GIVEN PROBLEM: Collect every line of the rows below that contains the string "shirt", treating uppercase and lowercase as different.
------------------------------------------------------------------------
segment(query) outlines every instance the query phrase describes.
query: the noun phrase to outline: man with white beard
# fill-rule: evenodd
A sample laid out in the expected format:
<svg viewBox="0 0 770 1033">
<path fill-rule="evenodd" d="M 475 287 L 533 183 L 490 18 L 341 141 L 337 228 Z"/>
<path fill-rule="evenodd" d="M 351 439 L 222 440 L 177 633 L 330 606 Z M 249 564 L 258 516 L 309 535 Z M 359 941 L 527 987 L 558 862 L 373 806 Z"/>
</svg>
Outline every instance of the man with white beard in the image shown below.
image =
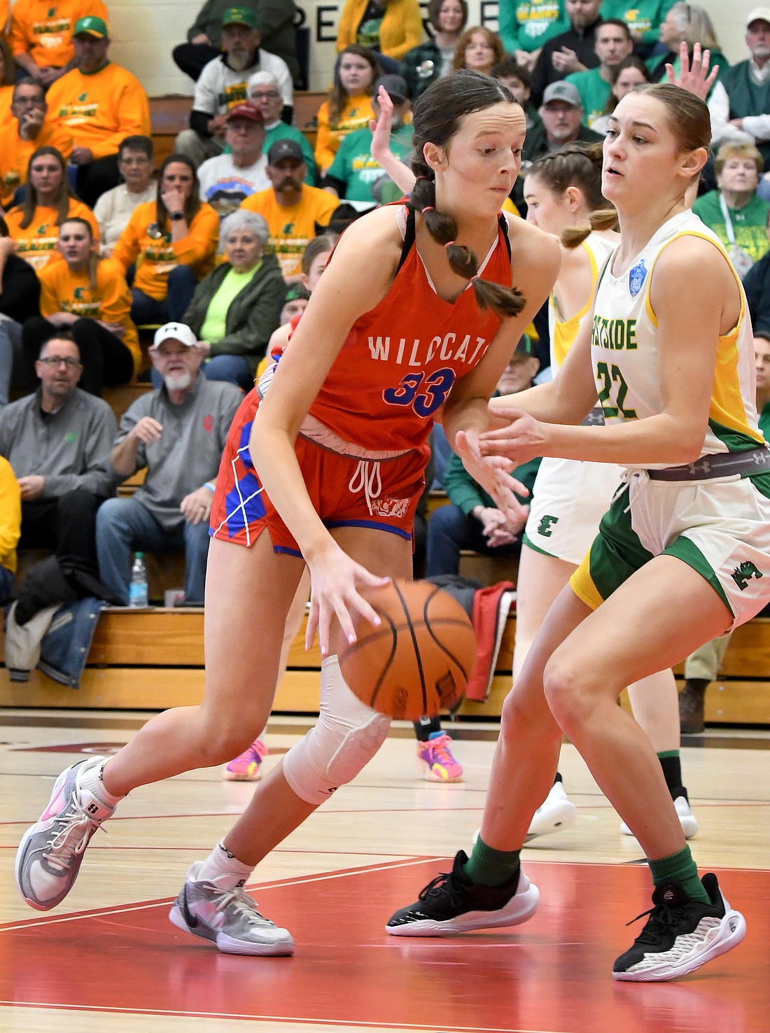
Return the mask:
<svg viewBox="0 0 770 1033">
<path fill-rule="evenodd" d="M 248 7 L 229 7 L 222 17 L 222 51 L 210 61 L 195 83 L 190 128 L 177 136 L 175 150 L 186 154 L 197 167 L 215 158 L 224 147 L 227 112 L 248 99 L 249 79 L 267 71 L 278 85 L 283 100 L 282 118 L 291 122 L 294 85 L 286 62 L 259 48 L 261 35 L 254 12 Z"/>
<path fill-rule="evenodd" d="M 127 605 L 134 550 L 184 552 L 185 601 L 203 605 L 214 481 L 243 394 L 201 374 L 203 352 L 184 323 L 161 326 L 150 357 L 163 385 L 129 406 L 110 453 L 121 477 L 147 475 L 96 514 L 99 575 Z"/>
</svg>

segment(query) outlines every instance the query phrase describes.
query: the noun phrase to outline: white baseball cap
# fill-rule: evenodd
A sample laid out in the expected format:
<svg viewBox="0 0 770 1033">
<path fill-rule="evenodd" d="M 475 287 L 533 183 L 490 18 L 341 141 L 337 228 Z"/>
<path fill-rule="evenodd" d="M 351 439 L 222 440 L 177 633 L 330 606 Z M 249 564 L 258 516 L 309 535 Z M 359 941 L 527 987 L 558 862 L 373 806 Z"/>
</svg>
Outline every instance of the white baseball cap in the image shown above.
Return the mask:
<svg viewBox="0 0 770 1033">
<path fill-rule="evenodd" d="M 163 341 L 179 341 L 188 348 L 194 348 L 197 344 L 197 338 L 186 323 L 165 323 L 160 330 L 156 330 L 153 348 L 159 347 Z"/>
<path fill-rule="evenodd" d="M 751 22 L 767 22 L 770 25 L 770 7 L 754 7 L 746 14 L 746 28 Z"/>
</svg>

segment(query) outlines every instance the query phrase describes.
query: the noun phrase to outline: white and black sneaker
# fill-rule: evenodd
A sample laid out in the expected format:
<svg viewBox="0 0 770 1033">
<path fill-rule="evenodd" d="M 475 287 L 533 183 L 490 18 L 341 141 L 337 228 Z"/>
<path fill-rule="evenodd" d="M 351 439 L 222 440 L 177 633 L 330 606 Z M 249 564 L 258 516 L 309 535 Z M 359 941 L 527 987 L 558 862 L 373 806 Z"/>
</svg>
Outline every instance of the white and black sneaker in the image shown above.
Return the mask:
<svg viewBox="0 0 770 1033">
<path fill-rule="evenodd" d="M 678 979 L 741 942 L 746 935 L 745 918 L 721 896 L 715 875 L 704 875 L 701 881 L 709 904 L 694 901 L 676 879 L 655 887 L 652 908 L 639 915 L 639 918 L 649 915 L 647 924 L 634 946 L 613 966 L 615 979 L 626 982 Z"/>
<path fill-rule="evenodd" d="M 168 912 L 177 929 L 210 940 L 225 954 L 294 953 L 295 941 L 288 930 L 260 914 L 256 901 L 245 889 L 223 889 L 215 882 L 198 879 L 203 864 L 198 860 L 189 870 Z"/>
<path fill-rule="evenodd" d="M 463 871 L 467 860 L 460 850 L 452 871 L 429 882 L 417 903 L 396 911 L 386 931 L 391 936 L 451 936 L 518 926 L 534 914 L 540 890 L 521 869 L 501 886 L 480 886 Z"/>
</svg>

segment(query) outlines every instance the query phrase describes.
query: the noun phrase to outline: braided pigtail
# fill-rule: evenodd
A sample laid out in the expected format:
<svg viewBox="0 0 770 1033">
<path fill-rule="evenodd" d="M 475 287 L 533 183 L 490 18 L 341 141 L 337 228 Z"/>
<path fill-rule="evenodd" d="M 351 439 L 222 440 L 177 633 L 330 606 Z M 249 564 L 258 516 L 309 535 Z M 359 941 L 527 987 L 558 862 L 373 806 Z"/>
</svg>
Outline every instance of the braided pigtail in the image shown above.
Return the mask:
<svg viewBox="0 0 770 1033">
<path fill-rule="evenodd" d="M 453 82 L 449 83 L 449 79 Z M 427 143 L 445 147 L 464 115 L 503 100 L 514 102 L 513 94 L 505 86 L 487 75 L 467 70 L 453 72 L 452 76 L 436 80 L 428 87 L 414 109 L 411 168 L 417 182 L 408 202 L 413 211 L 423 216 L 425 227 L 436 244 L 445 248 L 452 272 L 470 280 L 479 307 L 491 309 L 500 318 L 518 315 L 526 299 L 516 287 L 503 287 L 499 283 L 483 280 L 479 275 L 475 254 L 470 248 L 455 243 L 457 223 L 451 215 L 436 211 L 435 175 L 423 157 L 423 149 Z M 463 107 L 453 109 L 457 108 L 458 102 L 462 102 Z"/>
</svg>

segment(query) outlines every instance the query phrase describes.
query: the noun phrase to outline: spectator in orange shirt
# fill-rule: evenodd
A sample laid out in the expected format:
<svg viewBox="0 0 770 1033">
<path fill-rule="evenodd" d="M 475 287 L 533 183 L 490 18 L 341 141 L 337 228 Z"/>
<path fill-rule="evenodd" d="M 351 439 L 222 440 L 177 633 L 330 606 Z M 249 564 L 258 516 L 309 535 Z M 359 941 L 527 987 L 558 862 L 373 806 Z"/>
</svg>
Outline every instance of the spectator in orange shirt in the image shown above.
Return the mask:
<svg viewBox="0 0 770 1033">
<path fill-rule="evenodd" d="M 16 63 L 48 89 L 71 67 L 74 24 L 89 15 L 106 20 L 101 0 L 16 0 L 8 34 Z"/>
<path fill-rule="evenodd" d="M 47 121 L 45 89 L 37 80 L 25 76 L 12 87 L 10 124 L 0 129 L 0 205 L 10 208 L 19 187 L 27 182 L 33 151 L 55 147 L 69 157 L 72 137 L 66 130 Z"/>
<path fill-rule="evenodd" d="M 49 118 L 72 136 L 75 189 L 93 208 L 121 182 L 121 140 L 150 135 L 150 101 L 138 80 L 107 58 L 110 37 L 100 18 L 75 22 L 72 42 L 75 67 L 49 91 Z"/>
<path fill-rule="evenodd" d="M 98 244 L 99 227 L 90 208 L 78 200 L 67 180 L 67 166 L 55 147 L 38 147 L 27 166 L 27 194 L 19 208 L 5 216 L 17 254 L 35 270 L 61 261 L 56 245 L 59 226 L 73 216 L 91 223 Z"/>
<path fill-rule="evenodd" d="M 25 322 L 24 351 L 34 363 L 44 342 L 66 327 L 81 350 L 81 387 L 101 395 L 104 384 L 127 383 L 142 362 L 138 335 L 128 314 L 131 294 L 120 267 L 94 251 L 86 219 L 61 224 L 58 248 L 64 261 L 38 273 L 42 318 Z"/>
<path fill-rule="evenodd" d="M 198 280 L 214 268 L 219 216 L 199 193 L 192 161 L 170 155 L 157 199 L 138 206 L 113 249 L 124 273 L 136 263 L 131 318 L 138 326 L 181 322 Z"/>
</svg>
------------------------------------------------------------------------
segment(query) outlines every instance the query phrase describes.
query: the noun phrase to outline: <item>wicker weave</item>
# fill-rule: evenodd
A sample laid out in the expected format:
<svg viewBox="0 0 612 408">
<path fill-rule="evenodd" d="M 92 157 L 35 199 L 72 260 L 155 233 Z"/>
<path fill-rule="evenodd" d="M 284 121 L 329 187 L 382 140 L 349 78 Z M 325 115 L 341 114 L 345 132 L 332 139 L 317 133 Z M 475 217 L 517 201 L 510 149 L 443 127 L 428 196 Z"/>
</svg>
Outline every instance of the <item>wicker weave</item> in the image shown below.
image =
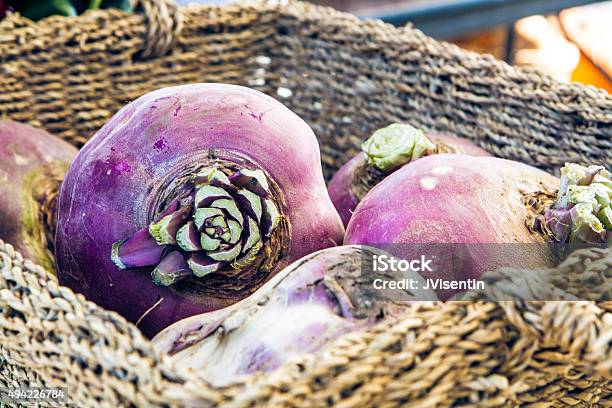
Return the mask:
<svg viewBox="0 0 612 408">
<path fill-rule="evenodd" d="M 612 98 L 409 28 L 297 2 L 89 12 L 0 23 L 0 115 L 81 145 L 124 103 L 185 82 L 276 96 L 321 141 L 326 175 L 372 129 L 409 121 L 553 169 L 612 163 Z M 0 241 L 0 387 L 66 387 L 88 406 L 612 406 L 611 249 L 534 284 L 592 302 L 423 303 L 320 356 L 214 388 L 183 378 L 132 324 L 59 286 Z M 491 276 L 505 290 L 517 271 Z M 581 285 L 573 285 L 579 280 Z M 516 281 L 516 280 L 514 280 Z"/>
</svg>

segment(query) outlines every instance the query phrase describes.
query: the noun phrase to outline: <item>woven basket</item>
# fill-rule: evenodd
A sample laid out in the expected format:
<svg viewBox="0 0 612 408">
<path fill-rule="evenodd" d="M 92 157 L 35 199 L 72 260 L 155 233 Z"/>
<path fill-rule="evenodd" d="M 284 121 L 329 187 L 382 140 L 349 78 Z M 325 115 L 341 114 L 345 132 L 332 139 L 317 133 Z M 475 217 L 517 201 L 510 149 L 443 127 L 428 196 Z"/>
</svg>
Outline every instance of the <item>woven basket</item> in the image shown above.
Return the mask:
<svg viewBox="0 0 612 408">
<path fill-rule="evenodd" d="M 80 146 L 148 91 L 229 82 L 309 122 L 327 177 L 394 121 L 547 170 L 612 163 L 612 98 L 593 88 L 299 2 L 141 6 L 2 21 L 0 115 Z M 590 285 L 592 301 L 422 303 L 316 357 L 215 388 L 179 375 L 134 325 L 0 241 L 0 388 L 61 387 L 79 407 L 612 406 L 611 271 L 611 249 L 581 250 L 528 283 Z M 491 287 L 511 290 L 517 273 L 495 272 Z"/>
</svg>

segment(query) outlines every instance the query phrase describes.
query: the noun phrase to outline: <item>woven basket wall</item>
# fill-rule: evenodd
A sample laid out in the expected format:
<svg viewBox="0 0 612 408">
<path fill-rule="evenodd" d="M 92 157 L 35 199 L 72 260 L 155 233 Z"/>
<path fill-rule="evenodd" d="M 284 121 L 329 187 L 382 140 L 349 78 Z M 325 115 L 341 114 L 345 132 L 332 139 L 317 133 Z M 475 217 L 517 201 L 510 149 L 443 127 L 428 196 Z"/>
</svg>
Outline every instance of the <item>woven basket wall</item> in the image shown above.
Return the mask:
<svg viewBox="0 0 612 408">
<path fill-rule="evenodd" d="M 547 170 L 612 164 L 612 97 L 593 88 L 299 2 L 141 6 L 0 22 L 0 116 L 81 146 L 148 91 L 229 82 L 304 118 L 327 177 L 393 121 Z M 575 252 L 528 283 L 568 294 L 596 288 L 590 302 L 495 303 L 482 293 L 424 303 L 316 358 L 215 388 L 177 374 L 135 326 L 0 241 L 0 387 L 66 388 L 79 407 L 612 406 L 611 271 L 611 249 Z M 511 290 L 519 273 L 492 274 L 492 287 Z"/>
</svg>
------------------------------------------------------------------------
TASK ANSWER:
query: the noun phrase to outline: spectator in orange shirt
Outline every instance of the spectator in orange shirt in the image shown above.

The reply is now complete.